(Records from a dataset)
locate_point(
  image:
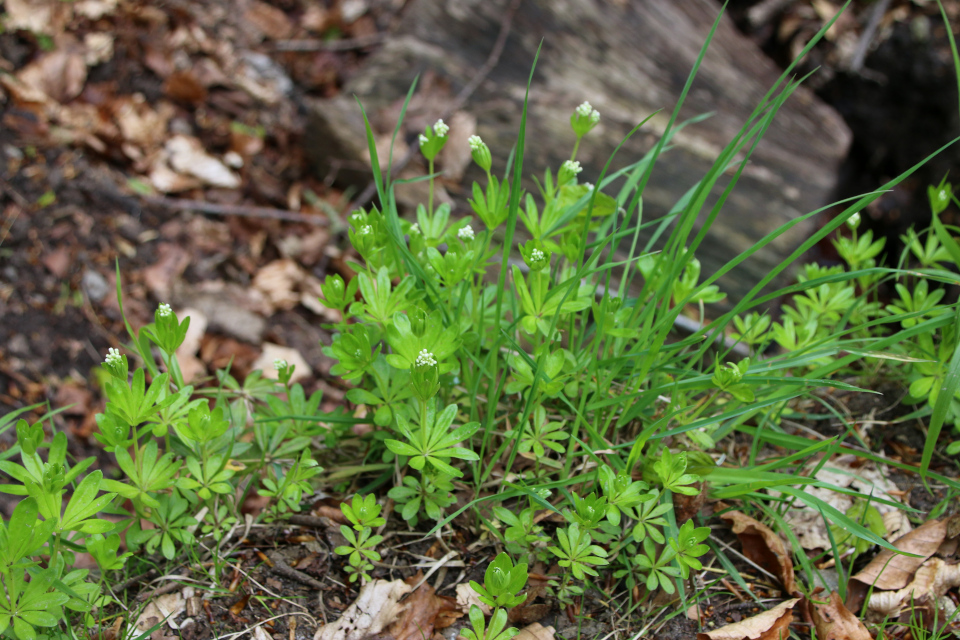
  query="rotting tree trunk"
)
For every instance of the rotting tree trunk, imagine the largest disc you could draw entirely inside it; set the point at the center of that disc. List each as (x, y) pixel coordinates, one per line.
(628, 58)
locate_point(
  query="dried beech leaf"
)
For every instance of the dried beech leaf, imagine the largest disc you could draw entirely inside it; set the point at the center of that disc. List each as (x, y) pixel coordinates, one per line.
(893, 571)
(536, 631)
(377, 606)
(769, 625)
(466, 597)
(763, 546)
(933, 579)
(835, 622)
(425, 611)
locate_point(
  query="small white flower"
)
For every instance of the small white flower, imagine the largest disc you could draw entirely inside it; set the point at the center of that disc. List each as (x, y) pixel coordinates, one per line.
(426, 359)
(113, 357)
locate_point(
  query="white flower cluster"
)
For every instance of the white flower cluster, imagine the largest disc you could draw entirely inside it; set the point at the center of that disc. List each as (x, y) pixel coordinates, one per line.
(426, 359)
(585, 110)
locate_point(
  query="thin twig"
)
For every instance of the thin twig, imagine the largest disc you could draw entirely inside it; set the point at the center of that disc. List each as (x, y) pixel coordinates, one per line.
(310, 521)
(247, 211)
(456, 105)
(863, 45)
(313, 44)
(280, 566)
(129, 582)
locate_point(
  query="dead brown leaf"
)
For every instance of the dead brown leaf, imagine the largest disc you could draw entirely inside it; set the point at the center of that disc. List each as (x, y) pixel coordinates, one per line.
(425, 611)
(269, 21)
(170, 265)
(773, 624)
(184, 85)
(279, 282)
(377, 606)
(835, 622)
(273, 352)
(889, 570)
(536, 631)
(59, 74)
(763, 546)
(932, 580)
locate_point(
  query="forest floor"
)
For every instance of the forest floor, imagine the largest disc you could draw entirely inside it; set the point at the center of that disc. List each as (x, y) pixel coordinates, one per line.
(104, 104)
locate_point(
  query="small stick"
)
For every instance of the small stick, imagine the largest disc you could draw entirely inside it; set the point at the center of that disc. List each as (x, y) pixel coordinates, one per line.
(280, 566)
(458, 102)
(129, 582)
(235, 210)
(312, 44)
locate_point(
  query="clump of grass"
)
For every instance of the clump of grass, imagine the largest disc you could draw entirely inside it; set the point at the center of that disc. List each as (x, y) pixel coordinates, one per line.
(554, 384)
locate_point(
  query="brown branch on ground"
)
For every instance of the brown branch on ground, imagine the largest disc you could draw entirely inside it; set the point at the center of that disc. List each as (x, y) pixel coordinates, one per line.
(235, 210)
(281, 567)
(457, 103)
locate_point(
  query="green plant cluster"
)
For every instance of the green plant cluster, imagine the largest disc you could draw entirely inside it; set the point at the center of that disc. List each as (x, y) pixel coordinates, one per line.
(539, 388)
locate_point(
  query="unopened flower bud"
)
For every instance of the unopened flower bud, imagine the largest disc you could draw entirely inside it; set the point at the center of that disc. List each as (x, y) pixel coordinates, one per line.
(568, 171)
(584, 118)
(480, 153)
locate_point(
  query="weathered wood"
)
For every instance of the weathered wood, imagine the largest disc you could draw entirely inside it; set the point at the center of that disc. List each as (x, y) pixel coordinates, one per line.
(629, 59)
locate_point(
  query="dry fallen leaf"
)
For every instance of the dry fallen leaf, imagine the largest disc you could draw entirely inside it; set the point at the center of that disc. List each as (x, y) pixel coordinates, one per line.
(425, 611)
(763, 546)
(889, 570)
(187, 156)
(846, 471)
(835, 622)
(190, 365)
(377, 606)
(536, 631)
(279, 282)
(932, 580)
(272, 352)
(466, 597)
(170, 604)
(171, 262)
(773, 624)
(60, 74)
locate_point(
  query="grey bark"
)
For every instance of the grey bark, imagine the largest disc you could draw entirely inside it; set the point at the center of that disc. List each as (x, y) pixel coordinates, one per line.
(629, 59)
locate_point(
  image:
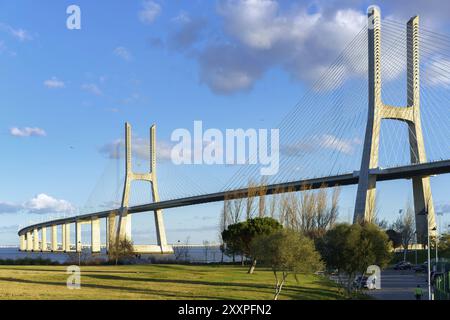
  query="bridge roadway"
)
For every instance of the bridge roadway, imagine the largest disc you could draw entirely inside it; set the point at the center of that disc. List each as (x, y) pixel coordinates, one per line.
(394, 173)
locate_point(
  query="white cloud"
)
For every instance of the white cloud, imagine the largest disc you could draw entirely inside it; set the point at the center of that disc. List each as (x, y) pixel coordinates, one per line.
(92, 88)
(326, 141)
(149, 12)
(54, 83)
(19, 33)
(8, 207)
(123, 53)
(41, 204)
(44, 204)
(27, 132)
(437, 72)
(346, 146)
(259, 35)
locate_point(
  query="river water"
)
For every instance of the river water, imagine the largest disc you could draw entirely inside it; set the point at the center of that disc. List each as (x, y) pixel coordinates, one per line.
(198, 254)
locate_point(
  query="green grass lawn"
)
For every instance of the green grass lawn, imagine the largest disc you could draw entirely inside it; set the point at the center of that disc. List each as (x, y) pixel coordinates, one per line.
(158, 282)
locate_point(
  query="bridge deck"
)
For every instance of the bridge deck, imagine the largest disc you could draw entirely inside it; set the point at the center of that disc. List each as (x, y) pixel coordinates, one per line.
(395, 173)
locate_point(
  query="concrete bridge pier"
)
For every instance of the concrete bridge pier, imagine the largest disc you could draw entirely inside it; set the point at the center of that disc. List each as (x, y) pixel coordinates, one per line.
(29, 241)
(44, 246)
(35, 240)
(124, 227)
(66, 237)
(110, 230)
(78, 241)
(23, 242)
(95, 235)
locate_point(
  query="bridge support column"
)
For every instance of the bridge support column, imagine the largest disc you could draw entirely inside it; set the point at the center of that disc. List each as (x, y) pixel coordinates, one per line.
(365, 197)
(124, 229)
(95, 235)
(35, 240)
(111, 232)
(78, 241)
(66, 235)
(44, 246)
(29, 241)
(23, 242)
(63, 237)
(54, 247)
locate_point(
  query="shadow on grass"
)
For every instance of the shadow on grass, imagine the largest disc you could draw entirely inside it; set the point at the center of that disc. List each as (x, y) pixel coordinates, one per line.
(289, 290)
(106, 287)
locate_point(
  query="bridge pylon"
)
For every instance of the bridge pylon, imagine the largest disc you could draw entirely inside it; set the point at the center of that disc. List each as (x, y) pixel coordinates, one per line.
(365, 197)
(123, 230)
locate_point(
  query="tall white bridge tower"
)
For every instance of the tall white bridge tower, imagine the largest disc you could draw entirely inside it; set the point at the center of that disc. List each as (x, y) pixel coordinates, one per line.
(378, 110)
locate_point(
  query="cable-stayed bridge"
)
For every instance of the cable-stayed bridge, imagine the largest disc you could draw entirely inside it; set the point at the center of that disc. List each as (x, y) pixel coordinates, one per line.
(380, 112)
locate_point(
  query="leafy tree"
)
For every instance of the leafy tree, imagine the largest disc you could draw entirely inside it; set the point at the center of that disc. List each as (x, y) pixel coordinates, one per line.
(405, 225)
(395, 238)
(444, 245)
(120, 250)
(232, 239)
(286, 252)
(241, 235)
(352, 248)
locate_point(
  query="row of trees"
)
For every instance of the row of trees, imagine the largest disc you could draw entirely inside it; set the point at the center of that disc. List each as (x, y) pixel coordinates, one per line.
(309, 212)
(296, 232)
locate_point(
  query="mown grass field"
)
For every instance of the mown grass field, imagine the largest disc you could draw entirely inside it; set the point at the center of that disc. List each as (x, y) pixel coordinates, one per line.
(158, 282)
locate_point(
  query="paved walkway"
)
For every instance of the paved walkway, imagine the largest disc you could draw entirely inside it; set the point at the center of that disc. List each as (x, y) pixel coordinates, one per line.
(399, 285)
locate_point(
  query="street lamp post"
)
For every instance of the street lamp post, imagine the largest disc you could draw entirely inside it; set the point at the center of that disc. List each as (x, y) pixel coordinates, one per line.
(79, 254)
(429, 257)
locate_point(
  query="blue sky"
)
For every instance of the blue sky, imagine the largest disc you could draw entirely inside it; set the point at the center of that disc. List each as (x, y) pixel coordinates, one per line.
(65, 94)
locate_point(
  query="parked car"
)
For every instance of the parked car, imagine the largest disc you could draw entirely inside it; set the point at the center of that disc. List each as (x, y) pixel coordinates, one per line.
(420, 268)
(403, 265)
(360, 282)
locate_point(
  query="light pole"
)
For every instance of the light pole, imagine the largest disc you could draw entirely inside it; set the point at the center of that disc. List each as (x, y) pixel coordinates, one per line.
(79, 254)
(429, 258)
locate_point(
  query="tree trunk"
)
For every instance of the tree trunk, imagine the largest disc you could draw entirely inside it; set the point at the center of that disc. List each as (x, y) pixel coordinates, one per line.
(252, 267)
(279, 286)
...
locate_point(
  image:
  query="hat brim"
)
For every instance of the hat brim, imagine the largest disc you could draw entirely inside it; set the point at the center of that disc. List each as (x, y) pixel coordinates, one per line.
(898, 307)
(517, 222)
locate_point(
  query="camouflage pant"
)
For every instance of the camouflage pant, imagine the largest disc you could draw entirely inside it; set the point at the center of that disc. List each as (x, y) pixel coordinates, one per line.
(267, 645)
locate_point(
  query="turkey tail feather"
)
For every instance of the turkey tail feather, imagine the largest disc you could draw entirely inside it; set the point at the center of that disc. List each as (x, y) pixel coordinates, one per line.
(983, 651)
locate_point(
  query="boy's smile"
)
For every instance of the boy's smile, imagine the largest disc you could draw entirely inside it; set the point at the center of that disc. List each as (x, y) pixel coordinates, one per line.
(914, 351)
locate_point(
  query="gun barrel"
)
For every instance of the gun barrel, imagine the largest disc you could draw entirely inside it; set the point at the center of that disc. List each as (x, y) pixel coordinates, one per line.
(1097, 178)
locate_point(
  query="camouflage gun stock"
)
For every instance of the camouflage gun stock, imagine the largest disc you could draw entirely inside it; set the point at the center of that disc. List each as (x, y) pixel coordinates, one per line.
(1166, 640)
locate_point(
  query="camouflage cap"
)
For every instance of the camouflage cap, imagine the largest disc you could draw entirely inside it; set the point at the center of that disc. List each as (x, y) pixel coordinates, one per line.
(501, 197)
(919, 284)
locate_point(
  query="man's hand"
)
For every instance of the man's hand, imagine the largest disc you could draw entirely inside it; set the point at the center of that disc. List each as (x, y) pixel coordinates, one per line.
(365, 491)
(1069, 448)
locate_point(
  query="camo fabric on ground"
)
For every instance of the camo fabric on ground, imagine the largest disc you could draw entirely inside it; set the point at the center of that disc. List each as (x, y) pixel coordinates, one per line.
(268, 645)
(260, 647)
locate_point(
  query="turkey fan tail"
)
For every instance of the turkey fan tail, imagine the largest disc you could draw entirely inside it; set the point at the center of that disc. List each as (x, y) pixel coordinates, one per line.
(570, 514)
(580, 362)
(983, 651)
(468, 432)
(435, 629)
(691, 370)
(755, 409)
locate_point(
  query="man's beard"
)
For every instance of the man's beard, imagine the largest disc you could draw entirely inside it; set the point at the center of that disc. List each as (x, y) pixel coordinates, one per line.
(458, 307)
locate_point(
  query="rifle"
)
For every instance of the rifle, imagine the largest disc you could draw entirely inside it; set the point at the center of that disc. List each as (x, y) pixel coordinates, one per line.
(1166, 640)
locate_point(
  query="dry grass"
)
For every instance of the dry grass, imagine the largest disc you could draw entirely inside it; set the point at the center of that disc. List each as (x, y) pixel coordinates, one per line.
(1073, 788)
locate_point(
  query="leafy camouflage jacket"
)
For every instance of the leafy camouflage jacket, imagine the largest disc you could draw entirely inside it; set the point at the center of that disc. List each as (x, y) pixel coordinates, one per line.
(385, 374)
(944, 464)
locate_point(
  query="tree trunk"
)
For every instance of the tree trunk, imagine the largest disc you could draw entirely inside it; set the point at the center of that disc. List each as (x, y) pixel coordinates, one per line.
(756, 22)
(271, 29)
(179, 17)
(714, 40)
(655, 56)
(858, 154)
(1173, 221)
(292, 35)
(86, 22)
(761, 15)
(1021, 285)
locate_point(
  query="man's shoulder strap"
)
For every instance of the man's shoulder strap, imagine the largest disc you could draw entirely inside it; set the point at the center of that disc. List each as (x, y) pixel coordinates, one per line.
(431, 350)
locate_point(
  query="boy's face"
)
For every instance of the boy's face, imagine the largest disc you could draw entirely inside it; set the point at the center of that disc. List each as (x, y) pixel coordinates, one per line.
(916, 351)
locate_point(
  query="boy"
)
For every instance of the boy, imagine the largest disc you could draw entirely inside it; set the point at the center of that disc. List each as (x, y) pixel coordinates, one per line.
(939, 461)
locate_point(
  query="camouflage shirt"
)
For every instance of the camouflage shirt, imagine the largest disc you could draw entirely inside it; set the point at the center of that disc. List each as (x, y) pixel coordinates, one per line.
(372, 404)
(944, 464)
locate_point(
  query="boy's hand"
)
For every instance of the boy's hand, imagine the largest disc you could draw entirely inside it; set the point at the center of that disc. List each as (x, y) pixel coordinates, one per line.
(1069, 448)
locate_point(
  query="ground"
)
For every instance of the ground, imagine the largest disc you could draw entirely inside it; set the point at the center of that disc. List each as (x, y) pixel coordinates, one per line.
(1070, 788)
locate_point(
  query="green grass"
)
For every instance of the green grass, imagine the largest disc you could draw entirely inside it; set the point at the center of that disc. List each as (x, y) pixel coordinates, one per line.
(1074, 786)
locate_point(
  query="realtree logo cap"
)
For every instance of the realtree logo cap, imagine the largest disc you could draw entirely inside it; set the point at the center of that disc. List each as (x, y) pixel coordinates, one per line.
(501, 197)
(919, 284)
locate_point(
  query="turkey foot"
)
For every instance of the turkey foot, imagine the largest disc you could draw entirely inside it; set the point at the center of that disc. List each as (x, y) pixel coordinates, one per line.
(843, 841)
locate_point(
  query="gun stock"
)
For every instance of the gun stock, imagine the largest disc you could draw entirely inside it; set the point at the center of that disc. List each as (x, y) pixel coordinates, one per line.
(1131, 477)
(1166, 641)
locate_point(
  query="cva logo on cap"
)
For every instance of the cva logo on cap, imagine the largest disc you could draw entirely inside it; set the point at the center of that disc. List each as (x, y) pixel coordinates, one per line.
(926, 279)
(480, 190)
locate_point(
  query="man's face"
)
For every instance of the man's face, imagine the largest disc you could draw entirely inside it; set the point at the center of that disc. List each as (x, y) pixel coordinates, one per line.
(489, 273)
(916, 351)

→ **JOB**: Extract every line of the rows above that contains the word "light", and copy each one in full.

→ **EXERCISE RESPONSE**:
  query="light pole"
For every instance of the light pole, imagine the largest disc you could draw entirely inside it; set the point at the center of that disc. List each as (x, y) pixel coordinates, one per line.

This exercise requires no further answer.